### [Исходный фрагмент]
((

[В момент своего появления «Империя» произвела впечатление разорвавшейся бомбы. Погрустневшие после развала и реинтеграции Восточного блока левые воспрянули духом — кто-то снова лестно разъяснил им кто и зачем они в этом мире. И новый класс управленцев, считающих себя левыми, а свои классовые притязания — антагонизмом Империи капитала, с восторгом бросился с головой в активизм и политиканство. Двадцать лет спустя от учения Негри и Хардта не осталось ничего, кроме академического пиздабольства псевдолевых из среднего класса. Упоминаемый в этой критической рецензии 2002-го года тезис Роберта Курца, мол, когда люди не смотрят, вещи занимаются между собой коммунизмом, долгое время был инсайдерской шуткой в школе критики идеологии, в простанародье – у «антинемцев» (мемчиков тогда ещё не было). Затем Бобби умер и его хохмы постепенно забылись, в каком-то смысле он как и Негри до конца жизни оставался кондовым ленинистом. Но в чём ему никогда нельзя было отказать — это в том, что он никогда в отличие от Негри не был антисионистом и всегда активно хуесосил антисемитов, маскирующихся под благочестивых «левых критиков Израиля», по причине чего однажды и разосрался с группой «Кризис». Но это уже совсем другая история. – liberadio]
Труд Негри и Хардта «Empire» обслуживает потребность левых в толковании мира, но мало что объясняет.
Андреас Бенль
Своей книгой «Империя» Антонио Негри и Майкл Хардт, очевидно, написали стандартный труд для движения против глобализации. Книга удовлетворяет левые потребности. В конце концов, вряд ли есть ещё столь массивные труды, претендующие на глобальную критику капитализма. Кроме того, описание Хардтом и Негри «нового мирового порядка» кажется более оригинальным, чем то, что обычно предлагается в этой области.
«Империя» воздерживается от открытого антиамериканизма и, таким образом, может восприниматься и за пределами регрессивного антиимпериализма традиционных левых. К сожалению, это уже не мелочь, учитывая обратную реакцию левых, которые доходят до некогда «антинемецкого» спектра и спонтанно интерпретируют антиамериканский и антисемитский террор исламистов как реакцию на преступления внешней политики США и вообще на страдания, которые ежедневно порождает капиталистический миропорядок. Таким образом, вопрос заключается в том, является ли энтузиазм, с которым Негри и Хардт относятся к протестам против «глобализации», просто недоразумением, или же сходство лежит на более глубоком уровне.

))

### [Что сделать]
a) Процитируйте текст о книге «Империя» от слов «Андреас Бенль» до слов «в этой области.» включительно.
b) От чего, согласно тексту о книге «Империя», воздерживается эта книга?
c) Допишите текст о книге «Империя», продолжив его после последнего приведённого предложения.
Пункты, приведённые ниже, для работы не понадобятся.

### [Исходные данные]
((

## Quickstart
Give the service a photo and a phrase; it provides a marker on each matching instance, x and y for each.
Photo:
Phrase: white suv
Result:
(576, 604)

))

### [Письменные ответы]
a)
Андреас Бенль
Своей книгой «Империя» Антонио Негри и Майкл Хардт, очевидно, написали стандартный труд для движения против глобализации. Книга удовлетворяет левые потребности. В конце концов, вряд ли есть ещё столь массивные труды, претендующие на глобальную критику капитализма. Кроме того, описание Хардтом и Негри «нового мирового порядка» кажется более оригинальным, чем то, что обычно предлагается в этой области.

b) От открытого антиамериканизма.

c)
В «Империи» Хардт и Негри 150 лет спустя вновь обращаются к пафосу «Коммунистического манифеста». Смена парадигмы от классического империализма национальных государств к транснациональной империи, произошедшая после Второй мировой войны, заново ставит вопрос о коммунистическом снятии капитализма.
Для Хардта и Негри история национальных государств, колониализма, фашизма – всех отдельных явлений буржуазной современности – лишь преходящие этапы на пути к буквально безграничному капиталистическому обобществлению: «В отличие от империализма, Империя не создаёт территориального центра власти, не основывается на априорно фиксированных границах и барьерах. Она децентрализована и детерриториализована, это аппарат власти, который постепенно поглощает глобальное пространство во всей его полноте, включая его в свой открытый и расширяющийся горизонт. (…) Различные национальные цвета империалистической карты сливаются и перетекают в глобальную радугу Империи».
Антагонизм империи, «Множество», представляется столь же линейным. Это «вновь созданный и расширенный постмодерновый пролетариат». Количественно Множество включает в себя «почти всё человечество, которое либо интегрировано в сети капиталистической эксплуатации, либо подвержено им». В качественном отношении Множество – это всеобщий интеллект: Марксова перспектива социального знания как непосредственной производительной силы становится реальной благодаря компьютеризации производства.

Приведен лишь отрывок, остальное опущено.